═════ TEXT PROVIDED

Re: Union mount and lockdep design issues

Ian Kent <ikent@xxxxxxxxxx> · Tue, 12 Jul 2011 01:23:53 +0800

On Mon, 2011-07-11 at 18:17 +0200, Michal Suchanek wrote:
> On 11 July 2011 15:50, Ian Kent <ikent@xxxxxxxxxx> wrote:
> > On Mon, 2011-07-11 at 15:36 +0200, Michal Suchanek wrote:
> >> On 11 July 2011 14:00, Peter Zijlstra <peterz@xxxxxxxxxxxxx> wrote:
> >> > On Mon, 2011-07-11 at 12:01 +0100, David Howells wrote:
> >> >> Peter Zijlstra <peterz@xxxxxxxxxxxxx> wrote:
> >> >>
> >>
> >> >> > Also, why would you want to have a class per sb-instance? From last
> >> >> > talking to David, he said there could only ever be 2 filesystems
> >> >> > involved in this, the top and bottom, and it is determined on (union)
> >> >> > mount time which is which.
> >> >>
> >> >> There can be more than 2 - one upperfs (the actual union) and many lowerfs -
> >> >> though I think only one lowerfs is accessed at a time.
> >> >
> >> > Right, however I understood from our earlier discussion that the vfs
> >> > would only ever try to lock 2 filesystems at a time, the top and one
> >> > lower.
> >>
> >> This is true from local point of view. However, it is technically
> >> possible to use overlayfs as the upper layer of another overlayfs
> >> which allows layering multiple readonly "branches" into a single
> >> overlay. Since the vfs will lock the "union" and one (or possibly
> >> both) of its branches and one of the branches may be itself an union
> >> you can get arbitrary depth (which is currently limited by a constant
> >> in the code to cut recursion depth and stack usage).
> >
> > Off topic but can you elaborate on that?
> >
> > Are you saying the "unioned stack" can consist of more than two file
> > systems and can have more than two layers and possibly a mix of multiple
> > read-only and read-write file systems?
> >
> 
> This is how requirements are described in documentation:
> 
> > The lower filesystem can be any filesystem supported by Linux and does
> > not need to be writable.  The lower filesystem can even be another
> > overlayfs.  The upper filesystem will normally be writable and if it
> > is it must support the creation of trusted.* extended attributes, and
> > must provide valid d_type in readdir responses, at least for symbolic
> > links - so NFS is not suitable.

══════════
═════ RECORDED DATA

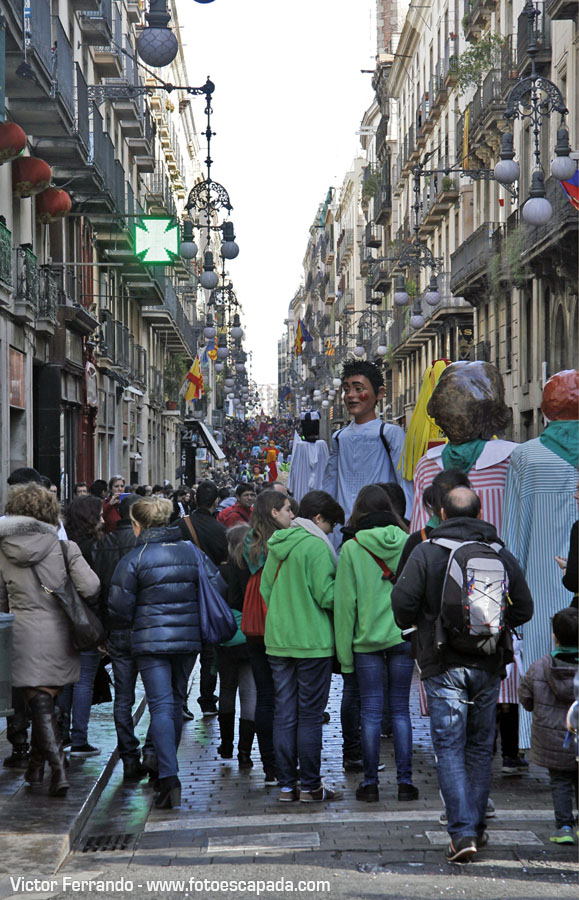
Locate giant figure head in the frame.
[427,360,511,444]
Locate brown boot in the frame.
[29,691,70,797]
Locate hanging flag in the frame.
[462,106,470,169]
[294,319,304,356]
[184,354,205,403]
[301,322,313,342]
[560,169,579,210]
[207,335,217,359]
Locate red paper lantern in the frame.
[12,156,52,199]
[0,122,26,166]
[36,188,72,225]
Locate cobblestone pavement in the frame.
[0,664,577,900]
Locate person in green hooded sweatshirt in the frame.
[261,491,344,803]
[334,484,418,802]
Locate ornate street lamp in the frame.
[495,0,577,225]
[137,0,179,68]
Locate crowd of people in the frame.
[0,361,579,862]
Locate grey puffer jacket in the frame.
[0,516,100,687]
[519,653,577,771]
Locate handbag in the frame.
[241,559,283,638]
[32,541,105,650]
[193,544,237,644]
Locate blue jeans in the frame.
[424,666,500,838]
[247,641,275,772]
[57,650,102,747]
[354,641,414,784]
[268,656,333,791]
[137,653,197,778]
[107,630,152,762]
[340,672,362,760]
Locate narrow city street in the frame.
[0,676,577,900]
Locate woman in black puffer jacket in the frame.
[108,497,201,809]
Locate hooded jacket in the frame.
[108,528,201,656]
[334,525,408,672]
[261,525,336,659]
[392,517,533,679]
[519,652,578,771]
[0,516,100,687]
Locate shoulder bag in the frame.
[193,544,237,644]
[32,541,105,650]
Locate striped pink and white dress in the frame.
[410,441,519,711]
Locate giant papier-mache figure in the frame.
[410,360,517,532]
[410,360,520,703]
[501,369,579,747]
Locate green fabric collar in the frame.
[539,420,579,468]
[442,438,486,473]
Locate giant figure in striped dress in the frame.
[501,369,579,747]
[410,360,518,703]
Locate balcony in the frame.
[372,262,392,294]
[13,246,38,325]
[364,222,382,250]
[517,0,551,78]
[0,223,13,294]
[464,0,498,44]
[141,278,198,356]
[545,0,579,21]
[337,228,354,272]
[90,0,123,78]
[374,184,392,227]
[6,0,75,138]
[450,222,498,303]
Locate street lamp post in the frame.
[494,0,577,225]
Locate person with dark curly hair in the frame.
[322,359,413,532]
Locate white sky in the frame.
[177,0,376,382]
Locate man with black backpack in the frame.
[392,487,533,862]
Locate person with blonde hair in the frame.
[0,482,100,797]
[108,497,201,809]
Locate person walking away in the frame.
[519,607,579,844]
[216,525,256,769]
[261,491,344,803]
[0,483,100,797]
[175,481,228,720]
[57,495,105,757]
[334,484,418,802]
[392,487,533,862]
[217,482,255,528]
[92,494,150,781]
[108,497,201,809]
[233,490,293,784]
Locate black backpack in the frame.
[430,538,510,656]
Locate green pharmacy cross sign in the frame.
[135,216,179,266]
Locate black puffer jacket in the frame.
[108,528,201,656]
[519,652,577,771]
[392,518,533,678]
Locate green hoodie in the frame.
[334,525,408,672]
[261,527,336,659]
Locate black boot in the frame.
[237,719,255,769]
[24,717,44,784]
[217,712,235,759]
[29,691,70,797]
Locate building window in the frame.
[525,295,533,384]
[543,288,551,378]
[505,291,513,372]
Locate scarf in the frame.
[290,516,338,566]
[442,438,487,473]
[539,420,579,468]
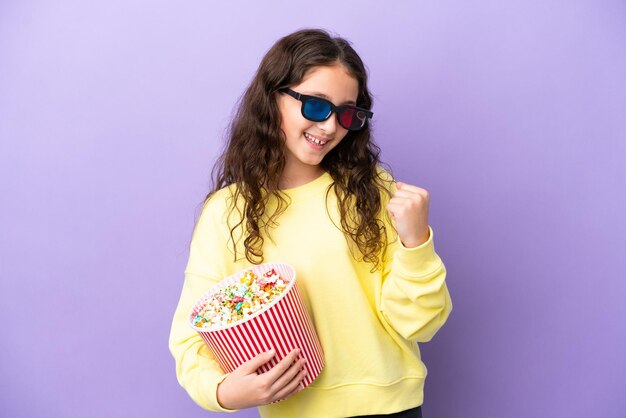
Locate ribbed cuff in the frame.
[200,373,238,412]
[393,226,441,281]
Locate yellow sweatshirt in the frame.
[169,168,452,418]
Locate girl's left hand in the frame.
[387,182,429,248]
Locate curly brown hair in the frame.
[204,29,390,271]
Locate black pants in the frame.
[351,406,422,418]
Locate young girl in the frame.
[169,30,452,418]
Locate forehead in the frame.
[292,65,359,104]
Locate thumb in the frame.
[240,349,276,374]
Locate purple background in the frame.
[0,0,626,418]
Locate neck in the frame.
[278,165,324,189]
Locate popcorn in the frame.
[192,268,289,329]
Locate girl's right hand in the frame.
[217,349,307,409]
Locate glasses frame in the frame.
[278,87,374,131]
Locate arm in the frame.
[169,196,234,412]
[378,171,452,342]
[380,227,452,342]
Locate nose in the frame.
[317,112,337,137]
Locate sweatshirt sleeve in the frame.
[380,226,452,342]
[372,170,452,342]
[169,193,235,412]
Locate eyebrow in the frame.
[302,91,356,106]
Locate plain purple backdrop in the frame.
[0,0,626,418]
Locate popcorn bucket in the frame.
[188,263,324,387]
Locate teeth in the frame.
[304,132,328,145]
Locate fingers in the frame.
[263,348,300,385]
[272,359,306,392]
[272,367,307,402]
[240,349,276,374]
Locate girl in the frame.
[169,30,452,418]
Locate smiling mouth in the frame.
[304,132,328,146]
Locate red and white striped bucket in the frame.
[188,263,324,387]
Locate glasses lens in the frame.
[302,99,331,122]
[338,107,367,131]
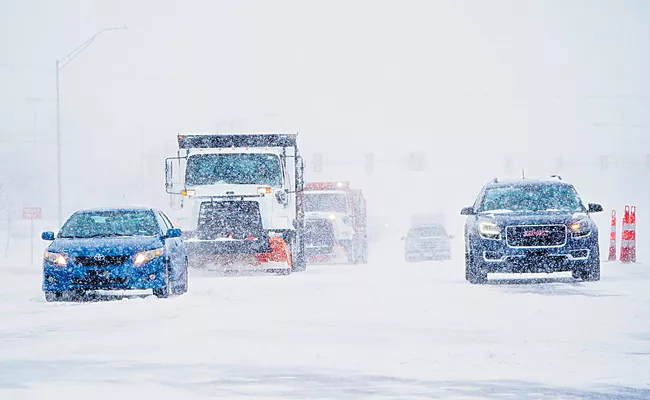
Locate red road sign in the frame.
[23,207,43,219]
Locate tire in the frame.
[574,257,600,282]
[45,292,63,303]
[465,250,487,285]
[153,266,172,299]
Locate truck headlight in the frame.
[43,251,68,267]
[569,220,591,238]
[133,248,163,265]
[478,220,501,239]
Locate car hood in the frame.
[48,236,162,256]
[478,211,588,225]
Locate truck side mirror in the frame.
[460,207,476,215]
[589,203,603,212]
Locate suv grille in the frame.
[73,256,129,267]
[506,225,567,247]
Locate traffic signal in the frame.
[366,153,375,174]
[408,152,425,171]
[504,157,515,174]
[600,155,609,171]
[313,153,323,172]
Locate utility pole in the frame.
[56,26,126,227]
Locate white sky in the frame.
[0,0,650,222]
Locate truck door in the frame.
[165,157,187,210]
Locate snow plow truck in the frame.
[304,182,368,264]
[165,133,306,275]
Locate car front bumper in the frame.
[471,233,600,273]
[42,258,167,292]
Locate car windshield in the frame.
[59,211,159,238]
[186,153,282,187]
[480,184,584,211]
[408,226,447,238]
[305,193,348,213]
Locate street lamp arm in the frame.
[57,26,126,71]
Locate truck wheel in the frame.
[465,251,487,285]
[291,236,307,272]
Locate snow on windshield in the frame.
[305,193,348,213]
[61,211,159,238]
[186,153,282,187]
[481,185,583,211]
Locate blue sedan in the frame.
[42,208,188,301]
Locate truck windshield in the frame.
[59,210,160,238]
[305,193,348,213]
[185,153,282,187]
[481,184,583,212]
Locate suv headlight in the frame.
[43,251,68,267]
[133,248,163,265]
[478,220,501,239]
[569,219,591,238]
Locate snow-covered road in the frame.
[0,245,650,400]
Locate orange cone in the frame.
[607,210,616,261]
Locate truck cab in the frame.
[304,182,368,264]
[166,133,304,269]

══════════

_TASKS_:
A – Rewrite the stretch of the union mount thread from "Ian Kent <ikent@xxxxxxxxxx> ·" through "determined on (union)", changing "sb-instance" to "superblock instance".
B – Name every person the union mount thread shows as the writer of a message.
C – Carry on the union mount thread from the point where the text stops.

_FINAL RESULTS_:
A –
Ian Kent <ikent@xxxxxxxxxx> · Tue, 12 Jul 2011 01:23:53 +0800

On Mon, 2011-07-11 at 18:17 +0200, Michal Suchanek wrote:
> On 11 July 2011 15:50, Ian Kent <ikent@xxxxxxxxxx> wrote:
> > On Mon, 2011-07-11 at 15:36 +0200, Michal Suchanek wrote:
> >> On 11 July 2011 14:00, Peter Zijlstra <peterz@xxxxxxxxxxxxx> wrote:
> >> > On Mon, 2011-07-11 at 12:01 +0100, David Howells wrote:
> >> >> Peter Zijlstra <peterz@xxxxxxxxxxxxx> wrote:
> >> >>
> >>
> >> >> > Also, why would you want to have a class per superblock instance? From last
> >> >> > talking to David, he said there could only ever be 2 filesystems
> >> >> > involved in this, the top and bottom, and it is determined on (union)

B –
- Ian Kent
- Michal Suchanek
- Peter Zijlstra
- David Howells

C –
> 
> In no place it says that the lower filesystem is required to be
> readonly, only that it should not be modified.
> 
> 
> This is what the documentation gives as example:
> 
> > mount -t overlayfs overlayfs -olowerdir=/lower,upperdir=/upper /overlay
> 
> This is how it can be expanded:
> 
> mount -t overlayfs overlayfs -olowerdir=/lower2,upperdir=/upper /tmpoverlay
> mount -t overlayfs overlayfs -olowerdir=/lower1,upperdir=/tmpoverlay /overlay

OK, I'll have to think about what this means but I suspect that it is
broken. I'll have a look at the overlayfs code and see if there are
globally enforced ordering of stacked file systems. If there is none
then I believe overlayfs is probably open to AB <-> BA deadlock due to
the possibility of locking two file systems in one overlayfs stack in
one order and the same two file systems in the opposite order in
another.

I don't remember seeing any unioning file system that checks and
enforces this type of global ordering, although I think the special case
checks of union mount pretty much cover it, AFAICT. Its been a while
since I looked at the code for any of the unioning file systems so I may
be wrong.

Assuming I am correct though, that then defines restrictions on what
should (or can) be aloud from a lockdep POV.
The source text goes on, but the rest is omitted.